--- FRAGMENTO MOSTRADO ---

- - - - -

Mientras afuera disparaban, en la mini discoteca que tenía el hotel sonaba salsa de la buena. Los parceros bailaban con sus parceras y el ex integrante de una fuerza de seguridad que regenteaba el lugar subía con los pedidos de cerveza, ron y whisky. Ese viernes, había cargado las heladeras como nunca antes. La llegada de los extranjeros había modificado los hábitos del hotel. No se dormía de noche y su bar trabajaba como cualquier discoteca.

En los platos de la mesa había cocaína y marihuana para que todo el mundo consumiera lo que quisiera, y las invitadas empezaban a llegar. Eran prostitutas de los cabarets más caros de la ciudad. Invitadas sin invitación. Regresaban solas, después de haber conocido el hotel llevadas por sus huéspedes. Sabían que allí, además de cobrar en dólares y tomar cocaína de una pureza que nunca habían probado, les regalaban carteras, relojes, ropa, cámaras de fotos, perfumes y todo lo que los ladrones encontraban en las casas. Se aparecían sin que las llamen: sabían que en cualquiera de los 5 pisos del hotel podían encontrarse con clientes que solo en propinas le dejaban más de lo que ganaban en una noche de cabaret. Y que a cualquier hora, cualquier día de la semana, alguna banda podía estar de festejo. También estaban las "amigas" argentinas, que los delincuentes conocían de bares de los barrios de Once, San Cristóbal, San Telmo y Congreso. Allí entraban, trataban con los encargados y les ofrecían una suma fija en dólares para consumos. A cambio de cerrarlo para ellos, no podía ingresar nadie que no perteneciera a la comunidad, por más buen cliente o habitué del lugar que fuera.

- - - - -

--- EXTRACTO DE DATOS ---
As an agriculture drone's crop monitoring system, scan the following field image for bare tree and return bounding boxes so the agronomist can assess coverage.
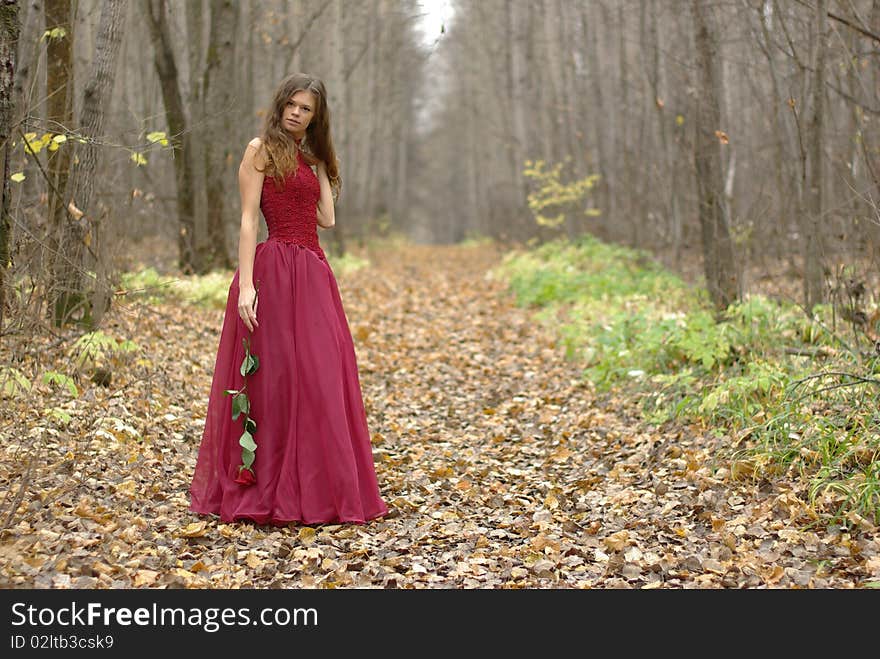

- - - - -

--- TAREA 1 ---
Indica si cada afirmación coincide con el fragmento sobre la fiesta en el hotel. Responde sí o no y cita entre comillas las palabras del texto que lo deciden. (a) El hotel tenía cinco pisos. (b) Las prostitutas iban al hotel porque los huéspedes las llamaban. (c) En la discoteca del hotel se escuchaba tango.
--- TAREA 2 ---
Escribe una continuación del fragmento sobre la fiesta en el hotel que empiece después de su última oración.

--- RESPUESTA 1 ---
(a) Sí: «en cualquiera de los 5 pisos del hotel».
(b) No: «Se aparecían sin que las llamen».
(c) No: «sonaba salsa de la buena».

--- RESPUESTA 2 ---
Cada vez que llegaban los colombianos, los hombres de seguridad debían echar a todos menos a las argentinas más bonitas que se encontraban en el lugar. Ellas pasarían a presenciar escenas de una película hecha realidad: ladrones de otras tierras le daban órdenes al DJ sobre la música que debía pasar, mientras consumían cocaína peinada en las barras, bebían whiskies de ediciones limitadas y dejaban propinas en dólares a las camareras y barmen. Las armas que llevaban se guardaban debajo del mostrador.

Esa noche de fines de 2009, la comida estaba a cargo de la Señora, que había montado un restaurante en el 1er. piso. Todo lo cobraba $20: el desayuno, el almuerzo, la cena. Los menús incluían comidas típicas de Colombia. Las bandas la llamaban cuando terminaban de robar y le encargaban platos, cuestión de que estén listos para la hora de regreso.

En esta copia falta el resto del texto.